:: DIRECTIONS ::
Extract every one of the items below and reproduce each line word for word, with no changes.

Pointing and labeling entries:
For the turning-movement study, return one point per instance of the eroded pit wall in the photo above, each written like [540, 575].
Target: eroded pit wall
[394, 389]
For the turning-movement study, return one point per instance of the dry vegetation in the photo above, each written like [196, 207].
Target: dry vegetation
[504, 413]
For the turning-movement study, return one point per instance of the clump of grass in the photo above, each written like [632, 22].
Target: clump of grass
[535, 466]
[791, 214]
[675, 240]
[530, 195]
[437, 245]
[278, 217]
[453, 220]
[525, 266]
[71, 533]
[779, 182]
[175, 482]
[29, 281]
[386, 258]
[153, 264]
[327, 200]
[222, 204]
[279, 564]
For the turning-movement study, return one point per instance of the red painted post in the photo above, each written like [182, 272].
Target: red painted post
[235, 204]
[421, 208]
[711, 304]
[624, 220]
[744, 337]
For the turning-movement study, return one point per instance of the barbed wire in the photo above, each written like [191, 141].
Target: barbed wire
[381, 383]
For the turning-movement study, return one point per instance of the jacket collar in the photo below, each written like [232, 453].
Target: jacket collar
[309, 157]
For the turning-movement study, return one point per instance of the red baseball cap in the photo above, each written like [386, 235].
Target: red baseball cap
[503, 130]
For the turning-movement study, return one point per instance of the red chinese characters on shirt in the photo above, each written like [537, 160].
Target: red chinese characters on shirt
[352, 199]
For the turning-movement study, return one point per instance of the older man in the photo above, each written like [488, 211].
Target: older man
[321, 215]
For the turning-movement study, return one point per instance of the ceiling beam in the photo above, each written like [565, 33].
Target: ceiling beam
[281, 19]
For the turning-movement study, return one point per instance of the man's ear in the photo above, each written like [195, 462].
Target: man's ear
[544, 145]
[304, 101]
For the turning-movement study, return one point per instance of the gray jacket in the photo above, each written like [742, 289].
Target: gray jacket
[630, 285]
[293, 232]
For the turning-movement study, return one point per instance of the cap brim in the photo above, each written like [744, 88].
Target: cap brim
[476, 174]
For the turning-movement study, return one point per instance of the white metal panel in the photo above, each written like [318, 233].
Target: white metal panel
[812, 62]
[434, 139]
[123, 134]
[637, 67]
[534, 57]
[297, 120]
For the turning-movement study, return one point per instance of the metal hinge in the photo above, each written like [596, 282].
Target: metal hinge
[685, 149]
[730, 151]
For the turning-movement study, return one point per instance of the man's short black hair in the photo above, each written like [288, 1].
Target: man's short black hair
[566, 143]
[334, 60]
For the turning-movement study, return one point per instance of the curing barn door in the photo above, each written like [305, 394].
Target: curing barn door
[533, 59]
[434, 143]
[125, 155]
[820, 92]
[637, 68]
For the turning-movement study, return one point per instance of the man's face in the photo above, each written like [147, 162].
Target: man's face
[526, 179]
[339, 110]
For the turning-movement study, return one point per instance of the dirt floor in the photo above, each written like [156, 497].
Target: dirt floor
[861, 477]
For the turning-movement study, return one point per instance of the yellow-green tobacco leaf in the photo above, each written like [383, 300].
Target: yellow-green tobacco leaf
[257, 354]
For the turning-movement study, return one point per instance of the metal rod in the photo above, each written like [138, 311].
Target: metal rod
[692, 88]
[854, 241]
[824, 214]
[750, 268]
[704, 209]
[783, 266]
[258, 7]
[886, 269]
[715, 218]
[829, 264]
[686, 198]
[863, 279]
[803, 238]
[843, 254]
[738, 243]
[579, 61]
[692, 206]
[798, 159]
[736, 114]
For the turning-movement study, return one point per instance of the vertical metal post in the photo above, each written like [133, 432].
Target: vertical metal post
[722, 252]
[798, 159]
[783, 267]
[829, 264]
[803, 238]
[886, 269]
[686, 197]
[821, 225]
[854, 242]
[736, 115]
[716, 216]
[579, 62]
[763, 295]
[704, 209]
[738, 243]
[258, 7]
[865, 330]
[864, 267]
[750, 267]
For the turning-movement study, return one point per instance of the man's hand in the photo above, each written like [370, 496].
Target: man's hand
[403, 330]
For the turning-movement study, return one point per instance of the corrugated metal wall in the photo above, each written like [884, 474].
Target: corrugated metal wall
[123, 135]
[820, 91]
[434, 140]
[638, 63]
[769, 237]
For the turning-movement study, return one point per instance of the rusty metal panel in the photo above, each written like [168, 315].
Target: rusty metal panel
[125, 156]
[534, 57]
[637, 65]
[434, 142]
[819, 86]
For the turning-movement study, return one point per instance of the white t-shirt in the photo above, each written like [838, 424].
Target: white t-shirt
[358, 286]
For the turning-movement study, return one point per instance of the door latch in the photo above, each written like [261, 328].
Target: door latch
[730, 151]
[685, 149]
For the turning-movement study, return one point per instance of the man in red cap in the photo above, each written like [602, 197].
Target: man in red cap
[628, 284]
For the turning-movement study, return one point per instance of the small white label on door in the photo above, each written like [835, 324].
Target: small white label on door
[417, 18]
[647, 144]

:: WRITTEN RESPONSE ::
For the turning-movement study, return one point per instance of the eroded pit wall in the photo above, each written like [540, 575].
Target: eroded pit wall
[394, 389]
For the turning-movement study, return one point per instance of the dry vegetation in the photo above, each written like [196, 207].
Target: dry vegetation
[504, 413]
For the turning-movement study, return one point per instance of the clump of grass in the photo above, each written like [632, 22].
Target: clump of grass
[535, 466]
[791, 214]
[675, 240]
[530, 195]
[437, 245]
[278, 217]
[453, 220]
[525, 266]
[71, 533]
[779, 182]
[175, 482]
[29, 281]
[386, 258]
[153, 264]
[327, 200]
[222, 204]
[279, 564]
For the turning-movement study, return one point per instance of the red painted post in the photo above, each written like [182, 272].
Target: red painted post
[235, 204]
[421, 208]
[711, 304]
[624, 220]
[744, 337]
For the turning-movement study, return one point per instance of the barbed wire in the photo above, each written like [191, 141].
Target: barbed wire
[381, 383]
For the turning-movement study, return one point per instance of the jacket collar in the photo below, each written like [232, 453].
Target: jacket collar
[309, 157]
For the turning-movement study, return one point per instance of the red baseball cap in the photo above, each written like [386, 235].
Target: red baseball cap
[503, 130]
For the turning-movement study, return one point per instance of the red chinese characters on shirt in the photo above, each written like [537, 160].
Target: red chinese characters on shirt
[352, 199]
For the turning-movement study, return one point per instance of the older man in the photo above, each written like [488, 211].
Target: older man
[321, 215]
For the turning-movement study, return one point per instance of the ceiling beam in the photo above, each written like [565, 33].
Target: ceiling beam
[281, 19]
For the turning-movement study, return one point per instance of the man's ear in the photo above, each written like [195, 462].
Target: man's ear
[544, 145]
[304, 101]
For the turning-movement study, return one point per instance of the gray jacket in the photo above, each written like [742, 289].
Target: gray jacket
[630, 285]
[293, 232]
For the turning-movement study, return one point per instance of the cap brim in the photo above, each written like [744, 88].
Target: cap brim
[476, 174]
For the turning-movement study, return one point per instance of the white metal panel in the photo above, each written like [318, 233].
Target: white metal panel
[812, 62]
[434, 139]
[123, 134]
[637, 67]
[534, 57]
[297, 120]
For the turning-movement study, return one point per instance of the metal hinge in the photo above, each written like [596, 282].
Target: metal hinge
[685, 149]
[730, 151]
For the turning-movement study, return one point per instance of the man's short black hair in the photo above, each written like [288, 1].
Target: man's short black hair
[566, 143]
[334, 60]
For the turning-movement study, return one point per instance of the curing barn door in the photo above, each written like [305, 394].
Target: curing barn door
[533, 59]
[434, 143]
[125, 155]
[820, 92]
[637, 68]
For the turning-movement study, return one point per instance of the man's face in the photo above, each written like [147, 162].
Target: man's face
[526, 179]
[339, 110]
For the turning-movement study, return one point per instance of the dirt floor in the photo above, each written like [156, 497].
Target: dirt floor
[861, 477]
For the turning-movement study, return one point per instance of the yellow-green tobacco leaf in the photo above, each written like [383, 300].
Target: yellow-green tobacco leaf
[257, 354]
For the turning-movement study, return one point per instance of the metal rod in the photo above, each written like [138, 311].
Target: metal rod
[692, 88]
[854, 241]
[824, 214]
[750, 268]
[704, 209]
[783, 266]
[258, 7]
[886, 269]
[715, 218]
[829, 264]
[686, 198]
[863, 279]
[803, 238]
[843, 254]
[738, 243]
[579, 61]
[692, 206]
[798, 159]
[736, 114]
For the turning-movement study, return one point per instance of the vertical metal post in the photo above, each written like [133, 432].
Target: vertical metal post
[722, 252]
[798, 159]
[783, 267]
[829, 264]
[803, 238]
[886, 269]
[686, 197]
[821, 225]
[854, 242]
[736, 115]
[716, 216]
[579, 62]
[763, 295]
[704, 209]
[738, 243]
[258, 7]
[865, 330]
[864, 267]
[750, 267]
For the turning-movement study, return one point per instance of the man's hand in the photo above, each written like [370, 496].
Target: man's hand
[403, 330]
For the turning-movement study, return one point per instance of the corrugated metal wall in the photo above, each written like [884, 474].
Target: corrugated metal wall
[123, 135]
[820, 91]
[434, 140]
[638, 63]
[769, 237]
For the turning-movement study, return one point per instance of the rusty metal panel in the photo above, each written like [168, 315].
Target: rusty metal panel
[125, 156]
[534, 57]
[637, 65]
[434, 142]
[819, 86]
For the turning-movement study, return one point per instance of the white t-shirt in the photo above, each written like [838, 424].
Target: white t-shirt
[358, 286]
For the turning-movement study, return one point per instance of the door latch in the photo above, each written like [261, 328].
Target: door latch
[730, 151]
[685, 149]
For the turning-movement study, return one point per instance of the man in red cap in the photo above, each written like [602, 197].
Target: man in red cap
[628, 284]
For the turning-movement study, return one point per instance of the small white label on door in the photo above, each written like [835, 324].
Target: small white label on door
[417, 18]
[647, 144]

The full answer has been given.